### Quoted passage

It is a riveting experience to find, within the covers of a single short book, such a splendid variety of American scholars, officials, politicians, activists, publicists, and hacks making fools of themselves. Here is James Burnham imagining the early decolonization of Africa as a replay of the fall of the Roman empire, with the West “fleeing in thousands, in tens and hundreds of thousands, our weapons spiked and abandoned, our homes looted, our property smashed or stolen, our women raped, our children brutalized.” Here is David Halberstam gushing over the “immense potential” of Moise Tshombe, no less. Here iss Malcolm X glowing at the prospect of “700,000,000 Chinese who are ready to die for human rights”—in Africa and the United States, of course.

Here is Professor Herbert Spiro learnedly opining that “African notions of time and space lend a less unpleasant aspect to arrests than they have to us.” Here is Adlai Stevenson speaking of “the most innocent of continents ... tremblingly poised on the razor’s edge between peace and calamity—between one of the most inspiring possibilities of human liberation and progress in all history and one of the ugliest eventualities of chaos and international danger.” Here we can enjoy a hallucinatory debate over whether the Ibos are the Jews or the Germans of Nigeria, and hence whether, in 1966-67, they were fleeing the Holocaust or plotting to impose a “Vichy-style” regime in Lagos. William Buckley, Immanuel Wallerstein, Claire Sterling, Herbert Aptheker, James Meredith, and many other eminences make their own odd contributions, to say nothing of the editors of Time, Ebony, National Review, The Progressive, The New York Times, and the African Studies Review. 

It is Martin Staniland’s purpose not to pillory such imbecilities—he notes them with gentle amusement—but to explain their manifestation in the age of Eisenhower, Kennedy, Johnson, and early Nixon. What he shows is that Africa was a sort of political Rorschach blot onto which four American ideological groups (liberals, “leftists,” African-Americans, and conservatives) projected their view of the world, and their shared, Quiet-American messianism.

In the early 1950s, American ignorance about Africa was almost total. The American presence in the continent before World War II was so thin and so weak that American consuls had to struggle to dissuade British merchants from peddling American flags to the colonized peoples as loincloths. In 1950 there were fewer than two dozen Africanists of any kind in the sprawling world of American universities. Two decades later 80 percent of the full professors teaching African history had been recruited overseas, mainly from Britain. No serious intellectual or academic journal devoted to African affairs was published until the l960s.

######

### Task set
a – In the review, how many Africanists were at American universities in 1950?
b – Pull from the review the passage starting with "In the early" and going on through "until the l960s.".

### Recorded information

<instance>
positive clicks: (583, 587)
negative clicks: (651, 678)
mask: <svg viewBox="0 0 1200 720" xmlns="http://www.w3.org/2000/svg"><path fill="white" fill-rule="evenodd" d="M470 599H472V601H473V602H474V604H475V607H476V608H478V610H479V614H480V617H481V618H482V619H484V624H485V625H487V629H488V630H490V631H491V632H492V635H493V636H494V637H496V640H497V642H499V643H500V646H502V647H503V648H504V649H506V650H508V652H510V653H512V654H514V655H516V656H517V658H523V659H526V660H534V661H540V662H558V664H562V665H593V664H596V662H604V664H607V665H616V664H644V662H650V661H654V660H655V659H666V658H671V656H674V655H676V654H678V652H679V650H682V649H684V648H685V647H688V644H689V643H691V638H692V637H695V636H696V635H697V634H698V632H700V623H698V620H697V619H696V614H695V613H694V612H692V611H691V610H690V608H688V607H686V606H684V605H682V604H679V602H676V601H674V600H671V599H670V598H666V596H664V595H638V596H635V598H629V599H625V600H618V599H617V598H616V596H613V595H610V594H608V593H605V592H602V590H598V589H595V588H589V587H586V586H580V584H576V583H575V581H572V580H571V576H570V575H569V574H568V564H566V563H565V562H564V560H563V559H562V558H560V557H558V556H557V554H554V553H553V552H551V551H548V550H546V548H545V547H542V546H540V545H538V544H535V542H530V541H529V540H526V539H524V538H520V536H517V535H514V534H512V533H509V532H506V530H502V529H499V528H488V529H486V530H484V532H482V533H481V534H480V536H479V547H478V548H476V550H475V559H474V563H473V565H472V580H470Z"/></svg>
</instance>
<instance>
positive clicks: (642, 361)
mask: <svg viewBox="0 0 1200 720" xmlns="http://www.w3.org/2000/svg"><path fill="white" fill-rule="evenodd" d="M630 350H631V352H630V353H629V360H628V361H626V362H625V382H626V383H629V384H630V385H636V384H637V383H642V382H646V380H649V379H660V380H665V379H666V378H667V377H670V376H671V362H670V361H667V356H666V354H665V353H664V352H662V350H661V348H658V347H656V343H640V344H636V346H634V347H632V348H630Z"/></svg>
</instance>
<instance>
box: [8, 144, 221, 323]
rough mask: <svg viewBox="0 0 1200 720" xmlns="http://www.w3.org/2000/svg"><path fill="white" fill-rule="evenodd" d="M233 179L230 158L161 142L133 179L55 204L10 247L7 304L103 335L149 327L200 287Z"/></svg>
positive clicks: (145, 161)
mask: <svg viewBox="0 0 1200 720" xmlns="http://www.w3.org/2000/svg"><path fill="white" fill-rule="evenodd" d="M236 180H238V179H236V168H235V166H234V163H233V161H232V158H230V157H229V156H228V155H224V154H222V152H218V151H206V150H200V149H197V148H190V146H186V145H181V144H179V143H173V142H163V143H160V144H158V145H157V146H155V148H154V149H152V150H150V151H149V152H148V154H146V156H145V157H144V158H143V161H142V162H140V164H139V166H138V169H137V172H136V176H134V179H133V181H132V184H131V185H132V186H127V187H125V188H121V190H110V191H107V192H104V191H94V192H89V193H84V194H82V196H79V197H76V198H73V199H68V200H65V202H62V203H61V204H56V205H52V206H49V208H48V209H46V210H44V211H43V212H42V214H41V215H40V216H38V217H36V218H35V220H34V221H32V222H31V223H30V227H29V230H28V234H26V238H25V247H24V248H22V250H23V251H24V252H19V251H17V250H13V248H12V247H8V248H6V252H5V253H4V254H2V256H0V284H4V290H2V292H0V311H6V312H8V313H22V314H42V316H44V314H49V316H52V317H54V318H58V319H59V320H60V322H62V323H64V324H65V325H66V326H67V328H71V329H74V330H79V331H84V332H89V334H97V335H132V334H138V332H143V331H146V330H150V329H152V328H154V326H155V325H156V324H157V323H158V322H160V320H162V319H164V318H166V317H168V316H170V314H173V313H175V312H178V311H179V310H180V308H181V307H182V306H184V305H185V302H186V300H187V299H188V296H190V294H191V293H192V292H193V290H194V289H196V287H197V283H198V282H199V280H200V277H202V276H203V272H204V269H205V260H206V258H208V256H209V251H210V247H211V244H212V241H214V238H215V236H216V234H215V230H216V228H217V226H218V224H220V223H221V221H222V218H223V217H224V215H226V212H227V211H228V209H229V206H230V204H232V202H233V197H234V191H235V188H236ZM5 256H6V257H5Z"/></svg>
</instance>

######

### Task-by-task results
a – Fewer than two dozen.

b –
In the early 1950s, American ignorance about Africa was almost total. The American presence in the continent before World War II was so thin and so weak that American consuls had to struggle to dissuade British merchants from peddling American flags to the colonized peoples as loincloths. In 1950 there were fewer than two dozen Africanists of any kind in the sprawling world of American universities. Two decades later 80 percent of the full professors teaching African history had been recruited overseas, mainly from Britain. No serious intellectual or academic journal devoted to African affairs was published until the l960s.